A erva-mate é submetida a normas legais para o processamento industrial, desde a área produtiva até atingir o consumidor final. Os critérios são estabelecidas pelo Governo Federal e pelos próprios estados. De maneira geral, as implicações legais mais significativas são impostas pelo Ministério da Saúde e pelo Ibama. A portaria nº 118, de 12 de novembro de 1992, do Ibama regularizou a exploração e a comercialização da erva-mate. É necessário observar  técnicas que visem aumentar a produção de folhas e diminuir os danos aos ervais. Para a comercialização (bruta, semi-elaborada ou beneficiada), a portaria estabelece os seguintes tipos e padrões: bruta verde, cancheada não padronizada, cancheada padronizada, cancheada padronizada semi-elaborada e beneficiada (chimarrão ou chá). As pessoas físicas ou jurídicas envolvidas no beneficiamento e/ou comercialização da erva-mate são obrigadas a fornecer ao Ibama anualmente, até 15 de fevereiro, informações sobre o consumo e a produção.

A organização do setor passa fundamentalmente pela produção de alimento seguro, rastreabilidade e profissionalização no cultivo da erva-mate. A produção de um alimento seguro tem a ver com os cuidados para evitar a contaminação química, física e biológica. É preciso levar para o setor a rastreabilidade, que é controle do produto desde a origem, na propriedade, até o consumidor.

Os principais países que importam a erva-mate do Brasil são Uruguai, Chile e Estados Unidos. O mercado teve uma série de dificuldades nos últimos anos, por questões de câmbio e algumas barreiras, mas, mesmo assim, se manteve estável, com produção e venda estabilizados. Esse é um setor forte. Agora, queremos fugir das barreiras regionais e buscar ampliar os mercados.

☆ ☆ ☆

[O que fazer]:
Escreva a continuação do texto sobre o setor da erva-mate, a partir da última frase.

[Dados do exercício]:
☆ ☆ ☆

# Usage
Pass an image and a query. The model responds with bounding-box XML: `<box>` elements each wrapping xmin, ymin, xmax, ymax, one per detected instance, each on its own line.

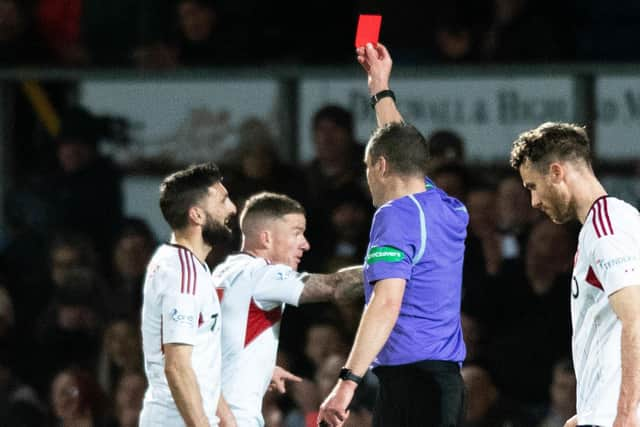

☆ ☆ ☆

[Resposta esperada]:
Rendimentos
A árvore de erva-mate leva aproximadamente oito anos para ter uma produção razoável. Isso é provavelmente um dos principais motivos que tem condicionado a substituição da cultura por outras de resultado mais imediato. Segundo estudos da Associação Riograndense de Empreendimentos de Assistência Técnica e Extensão Rural (EMATER/RS), a muda deve ser plantada entre os meses de maio e setembro, em solos profundos e com alto teor de umidade.

Recomenda-se que até o quinto ano apos o plantio o solo seja capinado para a extração de ervas daninhas. A erva-mate precisa de uma área limpa para o seu desenvolvimento. No entanto, depois de estar madura, a planta se torna bastante resistente. Uma das principais inimigas da muda de erva-mate são as chamadas formigas cortadeiras (saúvas e quem-quem), que as atacam no viveiro e no campo. O controle dessa praga deve iniciar antes mesmo do plantio, e o ideal é que seja feito durante todo o ano.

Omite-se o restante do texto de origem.